## Record set
┄┄┄┄┄┄┄┄┄┄

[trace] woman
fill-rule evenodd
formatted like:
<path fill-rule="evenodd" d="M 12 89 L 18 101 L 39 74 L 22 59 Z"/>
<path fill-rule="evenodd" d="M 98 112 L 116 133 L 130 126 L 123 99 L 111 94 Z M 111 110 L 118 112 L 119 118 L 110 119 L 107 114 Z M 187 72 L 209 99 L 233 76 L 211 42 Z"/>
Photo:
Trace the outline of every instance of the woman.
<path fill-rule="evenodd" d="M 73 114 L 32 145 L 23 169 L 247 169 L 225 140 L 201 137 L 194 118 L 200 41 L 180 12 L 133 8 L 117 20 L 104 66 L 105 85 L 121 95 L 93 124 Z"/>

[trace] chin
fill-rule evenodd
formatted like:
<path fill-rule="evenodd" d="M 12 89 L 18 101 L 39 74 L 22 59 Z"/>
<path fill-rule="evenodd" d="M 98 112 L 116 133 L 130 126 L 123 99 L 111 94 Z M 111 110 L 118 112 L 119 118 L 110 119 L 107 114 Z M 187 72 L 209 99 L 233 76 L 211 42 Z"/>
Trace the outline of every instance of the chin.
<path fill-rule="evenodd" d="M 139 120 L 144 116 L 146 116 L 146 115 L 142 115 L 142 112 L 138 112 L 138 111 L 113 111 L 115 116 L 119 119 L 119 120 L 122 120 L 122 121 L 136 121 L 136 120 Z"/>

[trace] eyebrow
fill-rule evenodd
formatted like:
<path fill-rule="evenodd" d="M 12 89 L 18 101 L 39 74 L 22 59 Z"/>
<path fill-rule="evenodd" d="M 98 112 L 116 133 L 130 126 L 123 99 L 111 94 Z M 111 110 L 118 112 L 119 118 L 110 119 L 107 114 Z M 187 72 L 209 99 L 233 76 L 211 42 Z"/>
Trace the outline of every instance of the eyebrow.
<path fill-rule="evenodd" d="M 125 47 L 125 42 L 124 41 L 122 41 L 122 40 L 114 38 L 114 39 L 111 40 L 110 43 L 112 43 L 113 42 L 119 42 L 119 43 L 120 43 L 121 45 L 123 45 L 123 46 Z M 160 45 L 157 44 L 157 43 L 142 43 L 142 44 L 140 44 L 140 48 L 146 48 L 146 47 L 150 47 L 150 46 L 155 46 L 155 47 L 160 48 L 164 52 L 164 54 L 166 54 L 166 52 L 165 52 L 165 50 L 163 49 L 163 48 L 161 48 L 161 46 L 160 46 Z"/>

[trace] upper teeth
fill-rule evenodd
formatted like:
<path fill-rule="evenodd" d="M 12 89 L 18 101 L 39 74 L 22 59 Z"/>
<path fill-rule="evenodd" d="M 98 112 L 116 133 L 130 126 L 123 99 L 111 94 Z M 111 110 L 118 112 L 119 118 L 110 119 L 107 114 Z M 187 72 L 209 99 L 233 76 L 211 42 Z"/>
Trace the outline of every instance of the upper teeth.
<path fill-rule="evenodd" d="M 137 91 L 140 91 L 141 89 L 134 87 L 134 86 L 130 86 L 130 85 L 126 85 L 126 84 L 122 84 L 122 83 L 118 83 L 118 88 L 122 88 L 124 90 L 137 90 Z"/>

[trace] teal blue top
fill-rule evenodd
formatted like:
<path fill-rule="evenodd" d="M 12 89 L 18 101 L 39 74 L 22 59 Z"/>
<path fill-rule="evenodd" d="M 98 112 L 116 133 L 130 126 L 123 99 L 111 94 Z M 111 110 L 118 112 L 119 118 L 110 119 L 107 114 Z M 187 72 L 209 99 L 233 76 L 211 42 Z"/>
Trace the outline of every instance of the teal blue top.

┄┄┄┄┄┄┄┄┄┄

## Directive
From the items above, pull out word for word the lines running from the line containing "[trace] eyebrow" up to and including the line containing "125 47 L 125".

## Task result
[trace] eyebrow
fill-rule evenodd
formatted like:
<path fill-rule="evenodd" d="M 12 89 L 18 101 L 39 74 L 22 59 Z"/>
<path fill-rule="evenodd" d="M 98 112 L 116 133 L 130 126 L 123 99 L 111 94 Z M 111 110 L 118 112 L 119 118 L 110 119 L 107 114 Z M 187 72 L 209 99 L 233 76 L 211 42 Z"/>
Trace the outline of every instance of the eyebrow.
<path fill-rule="evenodd" d="M 125 47 L 125 42 L 124 41 L 122 41 L 122 40 L 114 38 L 114 39 L 111 40 L 110 43 L 112 43 L 113 42 L 119 42 L 119 43 L 120 43 L 121 45 L 123 45 L 123 46 Z M 160 45 L 157 44 L 157 43 L 142 43 L 142 44 L 140 44 L 140 48 L 146 48 L 146 47 L 150 47 L 150 46 L 155 46 L 155 47 L 160 48 L 164 52 L 164 54 L 166 54 L 166 52 L 165 52 L 165 50 L 163 49 L 163 48 L 161 48 L 161 46 L 160 46 Z"/>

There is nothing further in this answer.